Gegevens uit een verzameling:
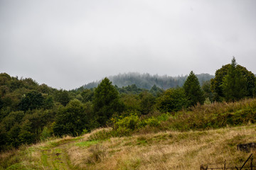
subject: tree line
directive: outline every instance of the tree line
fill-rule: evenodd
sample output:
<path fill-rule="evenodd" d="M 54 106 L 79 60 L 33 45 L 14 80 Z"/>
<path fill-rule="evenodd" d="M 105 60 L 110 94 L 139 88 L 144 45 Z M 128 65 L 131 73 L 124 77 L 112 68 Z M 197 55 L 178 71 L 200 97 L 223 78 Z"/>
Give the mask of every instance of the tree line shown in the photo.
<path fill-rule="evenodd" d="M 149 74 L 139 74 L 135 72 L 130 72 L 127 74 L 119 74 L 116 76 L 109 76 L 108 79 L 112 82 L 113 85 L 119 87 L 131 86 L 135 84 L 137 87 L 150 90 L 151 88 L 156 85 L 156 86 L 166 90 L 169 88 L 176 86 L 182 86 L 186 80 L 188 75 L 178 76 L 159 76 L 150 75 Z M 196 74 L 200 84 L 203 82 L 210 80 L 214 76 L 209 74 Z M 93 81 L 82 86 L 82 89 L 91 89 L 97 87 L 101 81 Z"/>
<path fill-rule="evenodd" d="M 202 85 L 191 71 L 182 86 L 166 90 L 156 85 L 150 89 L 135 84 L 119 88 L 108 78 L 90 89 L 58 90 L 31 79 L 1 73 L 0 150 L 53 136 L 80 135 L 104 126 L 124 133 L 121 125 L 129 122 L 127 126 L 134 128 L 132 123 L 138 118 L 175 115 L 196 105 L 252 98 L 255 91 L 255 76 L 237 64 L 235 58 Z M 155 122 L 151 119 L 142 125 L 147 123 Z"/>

▶ Uit te voeren taak: Geef alle gegevens hierboven weer als CSV met twee kolommen, "verzoek" en "antwoord", met één rij per verzoek, waarbij de tekst van het verzoek en het bijbehorende antwoord elk in één veld tussen aanhalingstekens staan en regeleinden door spaties zijn vervangen. Laat de afbeeldingen in het antwoord weg.

▶ Uitgewerkt antwoord:
verzoek,antwoord
"subject: tree line directive: outline every instance of the tree line fill-rule: evenodd sample output: <path fill-rule=""evenodd"" d=""M 54 106 L 79 60 L 33 45 L 14 80 Z""/> <path fill-rule=""evenodd"" d=""M 105 60 L 110 94 L 139 88 L 144 45 Z M 128 65 L 131 73 L 124 77 L 112 68 Z M 197 55 L 178 71 L 200 97 L 223 78 Z""/> Give the mask of every instance of the tree line shown in the photo.","<path fill-rule=""evenodd"" d=""M 149 74 L 139 74 L 135 72 L 130 72 L 127 74 L 119 74 L 116 76 L 109 76 L 108 79 L 112 82 L 113 85 L 119 87 L 131 86 L 135 84 L 137 87 L 150 90 L 151 88 L 156 85 L 156 86 L 166 90 L 169 88 L 176 86 L 182 86 L 186 80 L 188 75 L 178 76 L 159 76 L 150 75 Z M 196 74 L 200 84 L 203 82 L 210 80 L 214 76 L 209 74 Z M 93 81 L 82 86 L 82 89 L 91 89 L 97 87 L 101 81 Z""/> <path fill-rule=""evenodd"" d=""M 202 85 L 191 71 L 182 86 L 166 90 L 156 85 L 150 89 L 135 84 L 119 88 L 108 78 L 90 89 L 58 90 L 31 79 L 1 73 L 0 150 L 53 136 L 80 135 L 104 126 L 124 133 L 121 125 L 129 122 L 127 126 L 134 128 L 132 123 L 138 118 L 175 115 L 196 105 L 252 98 L 255 91 L 255 76 L 237 64 L 235 58 Z M 155 122 L 151 119 L 142 125 L 147 123 Z""/>"